本文抜粋:
──────────

連続テレビ小説「ゲゲゲの女房」第134話「妖怪はどこへ消えた?」

水木家

玄関前

布美枝「何が変わったんだろう?」

ディレクター「水木しげるじゃ もう古かったね。」

インタビュアー「あんな かび臭い話じゃ チャンネル 変えられちゃいますよ。」

ディレクター「先生の話は 短くカットして 若手お笑いスターの心霊スポット探検でも 目玉に持ってくるか。」

インタビュアー「今更 『鬼太郎』でもないですしね~。」

(笑い声)

布美枝「ひどい…。」

客間

布美枝「お父ちゃん?」

茂「ああ。」

布美枝「どげしたの? そげな所で。」

茂「いや…。」

布美枝「今日 戌井さんの奥さんに 会ってきました。」

茂「元気にしとられたか?」

布美枝「ええ。」

茂「戌井さんとも しばらく会っとらんなあ。」

布美枝「また 漫画の仕事 始めるんじゃないかって 奥さん 言ってました。」

──────────

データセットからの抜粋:
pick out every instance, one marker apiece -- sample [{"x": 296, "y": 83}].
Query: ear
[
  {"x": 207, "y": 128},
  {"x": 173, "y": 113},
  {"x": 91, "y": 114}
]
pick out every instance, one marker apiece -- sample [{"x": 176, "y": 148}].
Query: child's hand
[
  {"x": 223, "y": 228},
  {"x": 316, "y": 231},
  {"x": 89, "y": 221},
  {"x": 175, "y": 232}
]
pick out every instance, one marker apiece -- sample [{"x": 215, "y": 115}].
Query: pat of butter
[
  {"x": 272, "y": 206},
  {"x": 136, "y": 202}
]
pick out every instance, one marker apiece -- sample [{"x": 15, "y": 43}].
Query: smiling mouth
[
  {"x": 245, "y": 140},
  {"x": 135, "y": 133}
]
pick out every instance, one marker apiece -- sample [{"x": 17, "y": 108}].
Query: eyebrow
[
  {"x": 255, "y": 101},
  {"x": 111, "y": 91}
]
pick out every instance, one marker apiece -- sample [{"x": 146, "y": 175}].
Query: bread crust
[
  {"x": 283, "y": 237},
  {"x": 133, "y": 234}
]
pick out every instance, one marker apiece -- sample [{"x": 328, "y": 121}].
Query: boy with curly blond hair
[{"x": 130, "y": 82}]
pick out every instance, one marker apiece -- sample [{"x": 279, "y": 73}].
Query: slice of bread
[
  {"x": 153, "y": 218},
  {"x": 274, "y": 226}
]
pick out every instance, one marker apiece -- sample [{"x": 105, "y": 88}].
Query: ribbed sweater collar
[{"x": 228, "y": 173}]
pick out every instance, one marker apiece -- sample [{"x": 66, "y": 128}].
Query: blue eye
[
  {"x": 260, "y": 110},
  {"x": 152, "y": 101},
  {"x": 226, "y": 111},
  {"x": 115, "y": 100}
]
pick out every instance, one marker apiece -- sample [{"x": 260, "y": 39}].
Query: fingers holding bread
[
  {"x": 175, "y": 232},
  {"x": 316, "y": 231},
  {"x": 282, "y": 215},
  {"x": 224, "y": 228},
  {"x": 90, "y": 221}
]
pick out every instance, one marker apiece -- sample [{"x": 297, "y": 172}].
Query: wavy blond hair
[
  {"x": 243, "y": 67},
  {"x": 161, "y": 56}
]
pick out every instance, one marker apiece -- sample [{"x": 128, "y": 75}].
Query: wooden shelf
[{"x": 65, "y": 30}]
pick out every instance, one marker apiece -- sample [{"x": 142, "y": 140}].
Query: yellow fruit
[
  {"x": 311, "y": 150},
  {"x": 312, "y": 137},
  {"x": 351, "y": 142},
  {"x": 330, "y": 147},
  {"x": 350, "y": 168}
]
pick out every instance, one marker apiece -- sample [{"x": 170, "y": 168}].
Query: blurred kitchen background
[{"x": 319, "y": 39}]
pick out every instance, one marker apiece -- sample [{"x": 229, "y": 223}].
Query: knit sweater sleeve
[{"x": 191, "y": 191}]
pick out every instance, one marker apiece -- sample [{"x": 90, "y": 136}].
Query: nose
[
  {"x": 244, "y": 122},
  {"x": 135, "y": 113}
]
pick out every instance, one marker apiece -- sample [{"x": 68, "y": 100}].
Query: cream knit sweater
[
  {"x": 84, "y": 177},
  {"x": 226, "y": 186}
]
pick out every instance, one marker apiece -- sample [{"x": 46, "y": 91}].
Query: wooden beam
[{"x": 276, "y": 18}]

──────────

課題のねらい: 「ゲゲゲの女房」第134話の台本で、布美枝が客間で「今日 会ってきました」と茂に伝えた相手は誰ですか。

解答例: 戌井さんの奥さんです。